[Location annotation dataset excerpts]
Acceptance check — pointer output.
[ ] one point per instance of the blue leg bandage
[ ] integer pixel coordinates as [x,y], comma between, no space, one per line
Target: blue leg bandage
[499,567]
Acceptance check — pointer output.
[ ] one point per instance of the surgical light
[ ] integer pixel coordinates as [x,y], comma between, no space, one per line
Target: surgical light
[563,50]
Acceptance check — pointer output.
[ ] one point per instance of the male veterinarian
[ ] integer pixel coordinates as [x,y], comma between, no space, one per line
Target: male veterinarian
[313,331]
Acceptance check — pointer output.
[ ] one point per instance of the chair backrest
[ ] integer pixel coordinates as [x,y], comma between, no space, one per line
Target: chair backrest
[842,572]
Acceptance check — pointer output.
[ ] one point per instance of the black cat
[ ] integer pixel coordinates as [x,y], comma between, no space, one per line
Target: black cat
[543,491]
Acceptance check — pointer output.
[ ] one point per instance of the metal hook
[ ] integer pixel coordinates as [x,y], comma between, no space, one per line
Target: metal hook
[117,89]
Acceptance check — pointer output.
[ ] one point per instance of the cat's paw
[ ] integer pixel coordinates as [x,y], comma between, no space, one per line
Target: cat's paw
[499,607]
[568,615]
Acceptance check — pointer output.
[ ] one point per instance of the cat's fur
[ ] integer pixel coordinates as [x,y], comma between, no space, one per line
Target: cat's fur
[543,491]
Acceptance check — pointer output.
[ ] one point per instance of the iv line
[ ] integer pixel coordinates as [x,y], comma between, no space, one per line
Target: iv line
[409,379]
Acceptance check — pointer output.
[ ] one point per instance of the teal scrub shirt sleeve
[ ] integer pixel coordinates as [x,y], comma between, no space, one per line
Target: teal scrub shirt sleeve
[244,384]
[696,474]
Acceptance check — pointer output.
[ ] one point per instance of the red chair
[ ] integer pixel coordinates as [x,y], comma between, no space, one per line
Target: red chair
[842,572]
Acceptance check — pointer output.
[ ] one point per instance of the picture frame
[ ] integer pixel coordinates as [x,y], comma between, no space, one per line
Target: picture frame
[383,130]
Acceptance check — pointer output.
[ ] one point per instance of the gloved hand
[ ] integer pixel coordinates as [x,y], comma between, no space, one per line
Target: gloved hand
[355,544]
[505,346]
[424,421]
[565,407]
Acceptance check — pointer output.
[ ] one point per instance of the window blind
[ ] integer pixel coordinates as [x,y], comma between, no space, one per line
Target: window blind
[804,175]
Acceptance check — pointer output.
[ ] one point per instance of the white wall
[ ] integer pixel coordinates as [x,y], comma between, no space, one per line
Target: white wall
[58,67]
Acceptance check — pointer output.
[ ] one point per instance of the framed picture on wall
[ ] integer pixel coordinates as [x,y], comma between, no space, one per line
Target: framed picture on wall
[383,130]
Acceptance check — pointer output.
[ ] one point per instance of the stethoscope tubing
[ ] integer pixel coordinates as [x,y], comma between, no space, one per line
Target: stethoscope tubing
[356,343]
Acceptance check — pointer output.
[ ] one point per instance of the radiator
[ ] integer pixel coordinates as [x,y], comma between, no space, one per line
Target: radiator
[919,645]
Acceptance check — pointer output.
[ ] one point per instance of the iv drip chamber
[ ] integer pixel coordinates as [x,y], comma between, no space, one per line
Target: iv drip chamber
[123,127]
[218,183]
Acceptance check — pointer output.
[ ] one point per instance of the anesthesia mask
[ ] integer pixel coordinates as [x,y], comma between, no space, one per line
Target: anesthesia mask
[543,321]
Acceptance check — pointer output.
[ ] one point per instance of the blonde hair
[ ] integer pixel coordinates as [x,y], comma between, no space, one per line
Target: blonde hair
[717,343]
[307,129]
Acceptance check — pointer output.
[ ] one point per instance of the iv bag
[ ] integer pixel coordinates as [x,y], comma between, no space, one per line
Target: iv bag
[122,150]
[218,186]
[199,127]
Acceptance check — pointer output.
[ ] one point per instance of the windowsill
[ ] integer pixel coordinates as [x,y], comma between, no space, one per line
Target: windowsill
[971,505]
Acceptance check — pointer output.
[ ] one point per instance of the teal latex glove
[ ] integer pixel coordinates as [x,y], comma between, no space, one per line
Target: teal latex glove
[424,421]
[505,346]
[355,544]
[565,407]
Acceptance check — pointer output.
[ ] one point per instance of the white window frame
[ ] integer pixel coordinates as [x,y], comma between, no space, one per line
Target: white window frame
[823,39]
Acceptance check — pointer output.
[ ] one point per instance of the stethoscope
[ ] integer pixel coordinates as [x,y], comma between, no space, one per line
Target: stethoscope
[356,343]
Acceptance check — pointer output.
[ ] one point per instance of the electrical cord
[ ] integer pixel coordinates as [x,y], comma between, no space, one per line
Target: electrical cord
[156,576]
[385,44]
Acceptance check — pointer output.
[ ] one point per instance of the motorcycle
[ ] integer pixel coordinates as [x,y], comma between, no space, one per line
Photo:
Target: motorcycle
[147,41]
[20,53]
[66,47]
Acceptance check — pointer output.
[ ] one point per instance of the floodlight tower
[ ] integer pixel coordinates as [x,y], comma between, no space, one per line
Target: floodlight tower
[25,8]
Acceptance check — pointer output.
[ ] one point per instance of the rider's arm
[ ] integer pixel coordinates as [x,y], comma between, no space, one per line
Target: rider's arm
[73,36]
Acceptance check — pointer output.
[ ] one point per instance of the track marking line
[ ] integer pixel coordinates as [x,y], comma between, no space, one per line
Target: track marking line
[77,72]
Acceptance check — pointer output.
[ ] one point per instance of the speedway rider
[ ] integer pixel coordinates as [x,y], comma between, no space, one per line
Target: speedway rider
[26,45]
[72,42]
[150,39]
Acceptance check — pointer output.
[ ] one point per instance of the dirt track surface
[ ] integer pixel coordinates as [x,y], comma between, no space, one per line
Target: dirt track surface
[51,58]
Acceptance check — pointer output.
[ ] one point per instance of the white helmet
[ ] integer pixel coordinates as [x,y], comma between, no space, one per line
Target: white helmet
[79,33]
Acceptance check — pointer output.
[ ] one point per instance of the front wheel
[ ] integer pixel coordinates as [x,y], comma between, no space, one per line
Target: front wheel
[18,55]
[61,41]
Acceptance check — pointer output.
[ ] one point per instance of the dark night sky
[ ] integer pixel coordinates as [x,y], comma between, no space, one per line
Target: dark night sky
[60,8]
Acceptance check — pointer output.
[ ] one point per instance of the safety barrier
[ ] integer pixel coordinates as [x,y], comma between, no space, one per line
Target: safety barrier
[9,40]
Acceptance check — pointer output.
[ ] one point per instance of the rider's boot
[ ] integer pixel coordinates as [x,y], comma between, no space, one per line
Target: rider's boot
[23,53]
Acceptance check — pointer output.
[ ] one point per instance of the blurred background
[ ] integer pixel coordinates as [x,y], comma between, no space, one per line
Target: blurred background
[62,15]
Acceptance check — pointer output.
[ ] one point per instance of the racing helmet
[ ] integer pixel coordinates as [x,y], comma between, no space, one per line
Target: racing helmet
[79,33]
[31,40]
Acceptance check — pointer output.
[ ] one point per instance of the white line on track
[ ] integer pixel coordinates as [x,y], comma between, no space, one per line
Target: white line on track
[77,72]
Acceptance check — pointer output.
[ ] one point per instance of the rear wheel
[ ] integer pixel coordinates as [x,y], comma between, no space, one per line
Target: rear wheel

* [THE REQUEST]: Locate every line in the items that contains the word "blonde" and copy each of those lines. Case counts.

* [SOLUTION TO THIS EXERCISE]:
[ ] one point per instance of the blonde hair
Target: blonde hair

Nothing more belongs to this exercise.